What you are asked to do:
Reproduce exactly, from the line containing "table in this photo.", every line down to the end of the data below.

Data excerpts: Begin

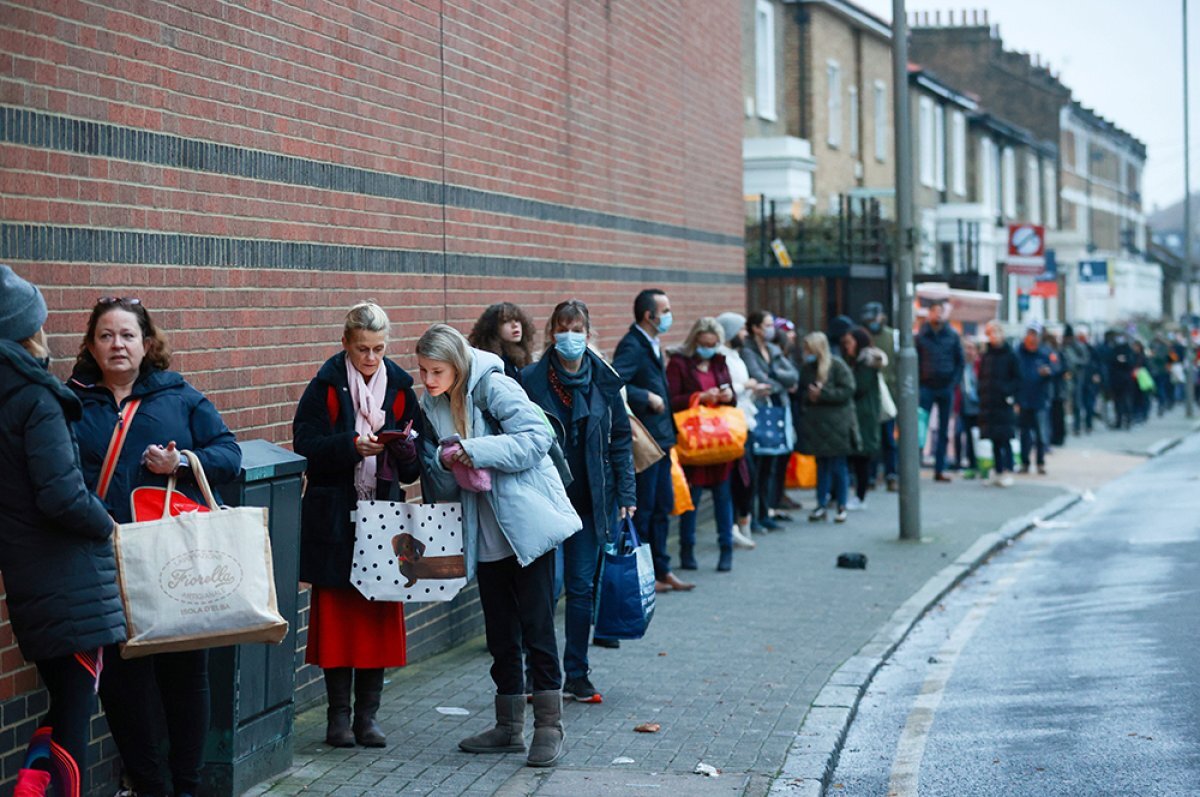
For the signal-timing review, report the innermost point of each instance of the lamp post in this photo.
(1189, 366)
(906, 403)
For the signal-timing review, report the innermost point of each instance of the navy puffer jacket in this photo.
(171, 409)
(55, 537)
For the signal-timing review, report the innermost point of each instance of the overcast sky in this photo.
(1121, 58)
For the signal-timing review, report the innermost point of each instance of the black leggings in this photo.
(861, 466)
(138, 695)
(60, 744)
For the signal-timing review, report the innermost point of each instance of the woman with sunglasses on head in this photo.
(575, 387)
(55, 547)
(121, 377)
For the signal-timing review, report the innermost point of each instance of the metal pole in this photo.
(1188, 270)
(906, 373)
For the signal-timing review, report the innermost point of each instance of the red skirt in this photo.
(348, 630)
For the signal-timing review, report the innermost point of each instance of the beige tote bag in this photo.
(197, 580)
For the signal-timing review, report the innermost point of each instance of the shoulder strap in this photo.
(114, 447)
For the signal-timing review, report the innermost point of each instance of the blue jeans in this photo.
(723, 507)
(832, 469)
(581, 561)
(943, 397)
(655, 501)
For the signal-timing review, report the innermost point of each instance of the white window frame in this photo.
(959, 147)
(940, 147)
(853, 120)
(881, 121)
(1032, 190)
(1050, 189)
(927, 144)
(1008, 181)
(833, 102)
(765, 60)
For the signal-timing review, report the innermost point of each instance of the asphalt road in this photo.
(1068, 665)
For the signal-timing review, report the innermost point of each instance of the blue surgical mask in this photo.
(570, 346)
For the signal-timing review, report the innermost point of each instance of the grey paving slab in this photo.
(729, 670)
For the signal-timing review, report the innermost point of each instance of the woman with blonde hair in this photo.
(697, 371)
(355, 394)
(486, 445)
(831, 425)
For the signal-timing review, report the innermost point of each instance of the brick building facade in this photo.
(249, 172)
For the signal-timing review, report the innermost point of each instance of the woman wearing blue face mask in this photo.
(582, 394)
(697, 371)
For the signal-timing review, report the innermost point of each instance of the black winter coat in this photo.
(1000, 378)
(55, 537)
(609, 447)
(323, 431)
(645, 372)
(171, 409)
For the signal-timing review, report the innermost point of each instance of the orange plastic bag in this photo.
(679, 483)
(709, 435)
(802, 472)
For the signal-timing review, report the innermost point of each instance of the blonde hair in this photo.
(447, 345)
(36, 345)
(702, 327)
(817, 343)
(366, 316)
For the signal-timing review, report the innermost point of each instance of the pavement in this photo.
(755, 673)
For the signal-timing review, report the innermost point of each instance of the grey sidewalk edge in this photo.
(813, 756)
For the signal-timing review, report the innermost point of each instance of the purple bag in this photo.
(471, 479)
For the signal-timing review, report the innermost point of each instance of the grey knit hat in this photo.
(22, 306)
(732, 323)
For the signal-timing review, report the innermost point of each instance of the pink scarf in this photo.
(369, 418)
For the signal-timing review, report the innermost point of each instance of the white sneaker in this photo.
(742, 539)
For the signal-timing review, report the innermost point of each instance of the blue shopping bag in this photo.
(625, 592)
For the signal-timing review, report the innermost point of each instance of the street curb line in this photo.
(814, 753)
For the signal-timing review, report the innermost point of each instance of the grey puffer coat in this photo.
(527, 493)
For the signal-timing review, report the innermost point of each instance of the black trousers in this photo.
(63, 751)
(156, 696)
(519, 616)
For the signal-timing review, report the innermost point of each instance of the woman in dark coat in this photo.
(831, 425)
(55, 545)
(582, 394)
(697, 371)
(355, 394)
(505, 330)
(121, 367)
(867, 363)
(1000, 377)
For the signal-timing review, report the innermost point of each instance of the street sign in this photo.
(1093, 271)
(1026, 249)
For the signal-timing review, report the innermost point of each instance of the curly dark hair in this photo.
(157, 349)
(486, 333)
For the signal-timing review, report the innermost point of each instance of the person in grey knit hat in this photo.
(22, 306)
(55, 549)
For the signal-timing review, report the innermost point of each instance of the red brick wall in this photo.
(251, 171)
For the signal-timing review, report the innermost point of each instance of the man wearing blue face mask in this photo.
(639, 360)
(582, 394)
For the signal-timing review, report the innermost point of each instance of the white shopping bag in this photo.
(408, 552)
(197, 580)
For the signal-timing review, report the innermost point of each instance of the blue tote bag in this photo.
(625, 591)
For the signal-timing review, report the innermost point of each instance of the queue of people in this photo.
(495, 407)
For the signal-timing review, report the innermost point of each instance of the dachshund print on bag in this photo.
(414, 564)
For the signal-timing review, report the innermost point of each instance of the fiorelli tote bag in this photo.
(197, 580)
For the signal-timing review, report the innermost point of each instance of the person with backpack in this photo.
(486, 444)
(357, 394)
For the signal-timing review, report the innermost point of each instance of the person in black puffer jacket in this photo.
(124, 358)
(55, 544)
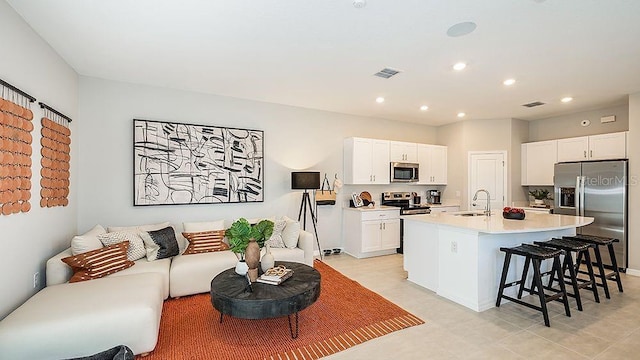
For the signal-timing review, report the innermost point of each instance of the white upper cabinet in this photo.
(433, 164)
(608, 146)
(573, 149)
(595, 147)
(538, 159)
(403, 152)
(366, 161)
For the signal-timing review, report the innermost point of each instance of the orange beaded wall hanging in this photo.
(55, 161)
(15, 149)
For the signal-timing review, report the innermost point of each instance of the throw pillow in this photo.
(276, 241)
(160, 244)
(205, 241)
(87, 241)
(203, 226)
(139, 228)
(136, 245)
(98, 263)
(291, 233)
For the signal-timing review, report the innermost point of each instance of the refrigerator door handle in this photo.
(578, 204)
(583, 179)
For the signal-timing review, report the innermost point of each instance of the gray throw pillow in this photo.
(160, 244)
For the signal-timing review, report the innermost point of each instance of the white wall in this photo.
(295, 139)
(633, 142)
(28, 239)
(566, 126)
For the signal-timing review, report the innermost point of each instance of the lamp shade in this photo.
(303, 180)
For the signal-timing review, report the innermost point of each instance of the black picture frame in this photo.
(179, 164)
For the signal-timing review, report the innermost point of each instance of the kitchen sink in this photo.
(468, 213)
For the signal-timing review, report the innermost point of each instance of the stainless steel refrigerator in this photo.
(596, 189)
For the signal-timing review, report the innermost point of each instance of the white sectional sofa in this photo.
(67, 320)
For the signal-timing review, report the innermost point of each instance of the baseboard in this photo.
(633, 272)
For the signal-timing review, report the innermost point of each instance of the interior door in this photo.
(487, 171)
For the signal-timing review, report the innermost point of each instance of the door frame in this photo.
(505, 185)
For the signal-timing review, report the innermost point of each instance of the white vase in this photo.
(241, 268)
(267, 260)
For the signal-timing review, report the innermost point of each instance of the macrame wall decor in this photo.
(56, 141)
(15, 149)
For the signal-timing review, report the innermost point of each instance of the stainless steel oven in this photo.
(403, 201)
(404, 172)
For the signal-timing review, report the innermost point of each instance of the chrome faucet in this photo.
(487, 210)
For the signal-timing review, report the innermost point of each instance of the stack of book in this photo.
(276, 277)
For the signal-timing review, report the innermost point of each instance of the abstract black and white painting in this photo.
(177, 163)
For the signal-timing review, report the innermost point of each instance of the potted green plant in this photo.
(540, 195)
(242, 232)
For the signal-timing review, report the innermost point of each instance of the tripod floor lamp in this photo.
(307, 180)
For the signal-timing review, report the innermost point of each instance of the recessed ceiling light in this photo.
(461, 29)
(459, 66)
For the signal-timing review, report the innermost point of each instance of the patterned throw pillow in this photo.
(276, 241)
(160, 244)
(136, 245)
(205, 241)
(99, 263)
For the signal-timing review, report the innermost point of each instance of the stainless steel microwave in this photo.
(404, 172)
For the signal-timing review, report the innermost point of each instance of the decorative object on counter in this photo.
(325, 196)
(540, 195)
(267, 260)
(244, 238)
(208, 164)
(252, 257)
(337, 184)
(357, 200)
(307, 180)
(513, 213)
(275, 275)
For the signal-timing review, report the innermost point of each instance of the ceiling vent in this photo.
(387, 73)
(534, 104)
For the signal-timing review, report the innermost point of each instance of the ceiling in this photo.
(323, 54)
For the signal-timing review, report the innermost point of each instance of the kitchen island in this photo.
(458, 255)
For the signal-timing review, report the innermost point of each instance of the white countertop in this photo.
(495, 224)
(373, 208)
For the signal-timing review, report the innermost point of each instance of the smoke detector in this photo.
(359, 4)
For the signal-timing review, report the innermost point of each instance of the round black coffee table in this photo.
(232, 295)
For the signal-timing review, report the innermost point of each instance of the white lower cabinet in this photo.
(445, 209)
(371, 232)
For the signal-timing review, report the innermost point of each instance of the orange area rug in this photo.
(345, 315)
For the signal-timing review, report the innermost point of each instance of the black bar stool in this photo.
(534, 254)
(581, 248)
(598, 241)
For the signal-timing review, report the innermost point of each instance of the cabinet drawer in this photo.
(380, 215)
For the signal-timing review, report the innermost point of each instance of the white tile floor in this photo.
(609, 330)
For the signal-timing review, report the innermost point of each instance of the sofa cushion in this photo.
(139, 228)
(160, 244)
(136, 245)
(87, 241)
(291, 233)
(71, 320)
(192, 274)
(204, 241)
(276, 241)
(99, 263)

Data excerpts: End

Output for this task:
For the signal-timing review, report the innermost point of each instance of the round black coffee table in this photo.
(232, 295)
For the signal-timing review, report the innermost point of each instance of the white lower cabinet in this photo.
(445, 209)
(371, 232)
For the signal-timing review, report the innermost point of each instance of the orange area rug in this photo.
(345, 315)
For the signal-timing review, report the innermost point of each instance of the black bar stool in this photo.
(534, 254)
(581, 248)
(598, 241)
For the signal-timing review, report the innermost point of each instance of the cabinet drawer in this photo.
(380, 215)
For the signal-timing review, report the innermost point of each instance of the white tile floor in this photo.
(609, 330)
For the signal-timing review, report the innermost point of each instance of the sofa cushion in this photo.
(139, 228)
(160, 244)
(136, 245)
(87, 241)
(291, 233)
(71, 320)
(192, 274)
(204, 241)
(276, 241)
(99, 263)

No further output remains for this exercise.